*PROBLEM TO SOLVE*: Could you copy the data from the line containing "Would you kindly pick out the orange ski" up to and including the last line of the data, with "pick out" swapped for "mark" and nothing else changed? Give only those lines.

*EXERCISE INPUT*:
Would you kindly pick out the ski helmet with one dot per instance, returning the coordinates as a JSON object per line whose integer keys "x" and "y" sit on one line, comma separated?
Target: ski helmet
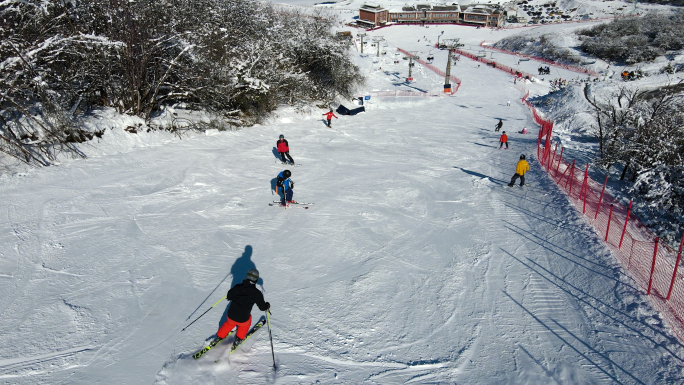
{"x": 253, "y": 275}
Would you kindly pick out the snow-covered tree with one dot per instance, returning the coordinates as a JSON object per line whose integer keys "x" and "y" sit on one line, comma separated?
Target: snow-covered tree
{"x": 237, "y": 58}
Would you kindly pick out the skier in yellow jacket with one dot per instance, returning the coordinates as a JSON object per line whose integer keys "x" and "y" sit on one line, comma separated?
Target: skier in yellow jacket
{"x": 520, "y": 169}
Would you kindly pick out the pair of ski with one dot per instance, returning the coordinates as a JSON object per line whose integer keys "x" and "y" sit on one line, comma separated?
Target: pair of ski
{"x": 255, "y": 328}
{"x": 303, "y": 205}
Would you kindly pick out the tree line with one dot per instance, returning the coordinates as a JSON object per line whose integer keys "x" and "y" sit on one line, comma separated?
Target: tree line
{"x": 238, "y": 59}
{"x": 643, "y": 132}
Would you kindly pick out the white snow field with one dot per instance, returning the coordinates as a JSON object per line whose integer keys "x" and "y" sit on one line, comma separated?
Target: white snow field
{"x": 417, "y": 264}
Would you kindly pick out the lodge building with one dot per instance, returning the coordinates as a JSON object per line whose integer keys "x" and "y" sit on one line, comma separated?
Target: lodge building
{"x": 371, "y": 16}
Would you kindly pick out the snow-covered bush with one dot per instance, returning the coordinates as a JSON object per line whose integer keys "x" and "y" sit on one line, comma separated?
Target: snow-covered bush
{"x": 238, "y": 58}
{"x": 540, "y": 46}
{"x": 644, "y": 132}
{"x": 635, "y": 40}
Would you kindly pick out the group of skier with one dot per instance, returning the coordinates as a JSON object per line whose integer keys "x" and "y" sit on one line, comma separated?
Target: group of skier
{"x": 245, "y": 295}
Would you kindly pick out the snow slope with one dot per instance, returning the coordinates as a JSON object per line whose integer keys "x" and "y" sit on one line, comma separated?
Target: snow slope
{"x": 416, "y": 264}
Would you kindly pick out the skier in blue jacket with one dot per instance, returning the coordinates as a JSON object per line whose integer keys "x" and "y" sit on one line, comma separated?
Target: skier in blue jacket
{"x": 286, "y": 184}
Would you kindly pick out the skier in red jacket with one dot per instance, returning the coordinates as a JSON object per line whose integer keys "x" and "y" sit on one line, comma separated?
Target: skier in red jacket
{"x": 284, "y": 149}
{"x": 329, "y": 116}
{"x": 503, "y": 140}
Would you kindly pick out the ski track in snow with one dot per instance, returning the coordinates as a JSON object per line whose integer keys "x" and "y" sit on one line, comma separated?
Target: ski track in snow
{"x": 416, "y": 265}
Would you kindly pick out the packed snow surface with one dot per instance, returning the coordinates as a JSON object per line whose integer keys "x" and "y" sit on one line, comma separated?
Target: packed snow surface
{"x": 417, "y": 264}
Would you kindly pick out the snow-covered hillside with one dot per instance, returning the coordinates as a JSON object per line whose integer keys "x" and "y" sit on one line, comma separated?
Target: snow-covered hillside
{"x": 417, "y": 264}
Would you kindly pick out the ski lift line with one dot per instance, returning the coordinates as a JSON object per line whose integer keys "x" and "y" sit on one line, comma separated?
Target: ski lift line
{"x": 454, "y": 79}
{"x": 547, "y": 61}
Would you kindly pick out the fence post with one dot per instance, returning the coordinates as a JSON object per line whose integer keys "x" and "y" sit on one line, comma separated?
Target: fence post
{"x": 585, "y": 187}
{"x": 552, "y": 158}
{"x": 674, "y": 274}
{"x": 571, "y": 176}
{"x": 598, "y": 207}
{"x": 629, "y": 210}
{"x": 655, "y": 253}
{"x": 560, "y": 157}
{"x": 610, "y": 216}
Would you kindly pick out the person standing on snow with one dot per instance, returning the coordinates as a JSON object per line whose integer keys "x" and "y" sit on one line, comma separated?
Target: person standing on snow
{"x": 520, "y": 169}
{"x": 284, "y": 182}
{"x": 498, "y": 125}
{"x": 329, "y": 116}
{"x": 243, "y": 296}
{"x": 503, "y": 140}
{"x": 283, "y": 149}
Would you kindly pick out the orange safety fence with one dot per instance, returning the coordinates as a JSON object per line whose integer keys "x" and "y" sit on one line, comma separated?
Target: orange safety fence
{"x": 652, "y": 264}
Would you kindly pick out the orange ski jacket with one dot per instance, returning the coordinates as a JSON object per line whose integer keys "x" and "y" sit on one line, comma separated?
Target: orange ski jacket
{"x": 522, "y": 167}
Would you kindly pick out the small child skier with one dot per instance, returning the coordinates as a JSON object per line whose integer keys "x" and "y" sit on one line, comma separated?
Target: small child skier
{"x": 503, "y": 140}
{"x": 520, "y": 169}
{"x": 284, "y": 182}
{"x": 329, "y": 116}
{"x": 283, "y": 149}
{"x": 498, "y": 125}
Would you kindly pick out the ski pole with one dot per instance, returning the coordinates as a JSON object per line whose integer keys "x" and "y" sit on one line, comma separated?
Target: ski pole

*EXERCISE RESPONSE*:
Would you kindly mark the orange ski jacket with one dot per instance, returning the coordinates as a JSON object per line whose integer keys "x" and "y" sit on one line, comma separated?
Target: orange ski jacket
{"x": 522, "y": 167}
Would you kindly mark the small child skier with one dot per instance, returning the coordinates as a JSON object per line whose integer keys "x" and "y" sit on one line, comma separated?
Target: small child skier
{"x": 503, "y": 140}
{"x": 520, "y": 169}
{"x": 284, "y": 182}
{"x": 329, "y": 116}
{"x": 283, "y": 149}
{"x": 498, "y": 125}
Would you kindly mark the ski pole with one dot per instance, returning the coordinates as a JSON object per line whose integer keys "x" and "y" sit on one line, comma separated?
Target: ski pole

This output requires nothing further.